SUPPLIED RECORDS:
━━━━━━━━

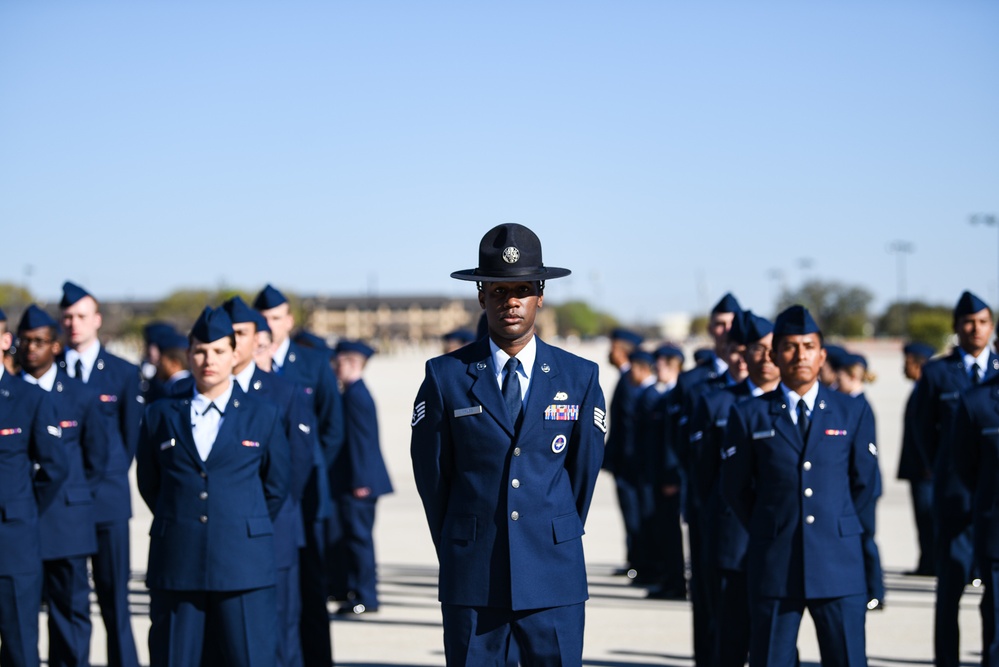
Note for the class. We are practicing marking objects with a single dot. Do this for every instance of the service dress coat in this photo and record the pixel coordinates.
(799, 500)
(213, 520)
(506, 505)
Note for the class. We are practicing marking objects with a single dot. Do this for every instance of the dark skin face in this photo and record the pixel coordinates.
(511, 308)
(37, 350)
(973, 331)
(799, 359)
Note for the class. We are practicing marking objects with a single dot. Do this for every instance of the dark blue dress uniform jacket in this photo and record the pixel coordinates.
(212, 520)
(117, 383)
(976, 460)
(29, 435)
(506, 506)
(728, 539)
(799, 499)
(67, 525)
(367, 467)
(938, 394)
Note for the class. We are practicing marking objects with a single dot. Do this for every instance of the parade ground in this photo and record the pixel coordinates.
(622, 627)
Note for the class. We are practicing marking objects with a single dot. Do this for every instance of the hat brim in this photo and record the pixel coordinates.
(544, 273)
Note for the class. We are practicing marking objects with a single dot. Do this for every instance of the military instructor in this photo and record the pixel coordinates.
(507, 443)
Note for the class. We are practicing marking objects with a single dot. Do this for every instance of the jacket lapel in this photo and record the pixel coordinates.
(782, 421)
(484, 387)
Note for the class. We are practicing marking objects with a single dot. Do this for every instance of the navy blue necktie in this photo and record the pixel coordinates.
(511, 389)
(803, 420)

━━━━━━━━

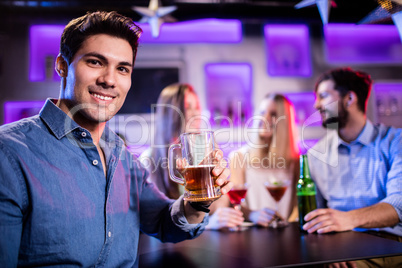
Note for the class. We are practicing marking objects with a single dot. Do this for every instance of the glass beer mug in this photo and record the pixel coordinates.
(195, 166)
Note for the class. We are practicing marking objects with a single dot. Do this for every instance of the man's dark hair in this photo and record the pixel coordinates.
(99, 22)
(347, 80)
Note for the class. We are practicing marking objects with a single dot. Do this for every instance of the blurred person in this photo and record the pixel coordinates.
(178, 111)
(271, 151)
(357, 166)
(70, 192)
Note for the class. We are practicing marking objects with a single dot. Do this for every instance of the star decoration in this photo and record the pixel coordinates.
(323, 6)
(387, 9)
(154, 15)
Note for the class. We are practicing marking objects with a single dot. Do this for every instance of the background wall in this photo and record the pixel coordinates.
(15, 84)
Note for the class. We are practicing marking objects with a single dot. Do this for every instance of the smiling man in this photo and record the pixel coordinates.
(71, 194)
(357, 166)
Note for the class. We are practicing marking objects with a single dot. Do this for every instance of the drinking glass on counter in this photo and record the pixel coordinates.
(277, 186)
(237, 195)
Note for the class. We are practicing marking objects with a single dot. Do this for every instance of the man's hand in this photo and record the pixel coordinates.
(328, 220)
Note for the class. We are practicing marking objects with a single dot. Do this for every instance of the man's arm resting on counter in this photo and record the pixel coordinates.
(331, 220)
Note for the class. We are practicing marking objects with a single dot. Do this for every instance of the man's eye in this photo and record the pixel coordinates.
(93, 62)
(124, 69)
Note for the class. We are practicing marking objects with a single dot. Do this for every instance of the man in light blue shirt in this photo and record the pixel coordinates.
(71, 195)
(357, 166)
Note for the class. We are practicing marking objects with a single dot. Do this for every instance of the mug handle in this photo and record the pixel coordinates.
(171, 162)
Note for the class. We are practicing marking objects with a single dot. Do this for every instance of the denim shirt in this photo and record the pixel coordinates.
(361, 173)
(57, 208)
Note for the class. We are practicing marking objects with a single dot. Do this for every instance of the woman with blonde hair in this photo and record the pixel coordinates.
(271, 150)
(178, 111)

━━━━━━━━

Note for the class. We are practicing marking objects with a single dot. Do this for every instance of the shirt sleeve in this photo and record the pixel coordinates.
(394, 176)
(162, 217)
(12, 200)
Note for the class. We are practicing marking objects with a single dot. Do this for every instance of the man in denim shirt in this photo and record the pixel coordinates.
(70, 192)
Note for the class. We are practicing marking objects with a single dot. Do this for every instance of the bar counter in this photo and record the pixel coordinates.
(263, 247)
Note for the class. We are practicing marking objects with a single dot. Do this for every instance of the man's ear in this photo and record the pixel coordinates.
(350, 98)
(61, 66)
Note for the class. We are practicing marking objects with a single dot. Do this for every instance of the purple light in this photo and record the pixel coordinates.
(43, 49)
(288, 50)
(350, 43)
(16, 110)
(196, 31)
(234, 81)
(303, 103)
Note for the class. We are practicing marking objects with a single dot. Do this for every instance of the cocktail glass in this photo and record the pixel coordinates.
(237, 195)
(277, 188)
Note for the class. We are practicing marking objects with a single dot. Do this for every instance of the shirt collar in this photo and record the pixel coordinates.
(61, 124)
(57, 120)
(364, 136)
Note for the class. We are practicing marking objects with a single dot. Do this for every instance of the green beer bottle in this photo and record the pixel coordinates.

━━━━━━━━

REQUIREMENT:
Copy out every line in the records above that contains the word "green", keeping each line whole and in its original order.

PROBLEM SOLUTION:
Note for the class. We are practicing marking objects with a single dot. Do this for every instance of the green beer bottle in this photo and record the pixel coordinates.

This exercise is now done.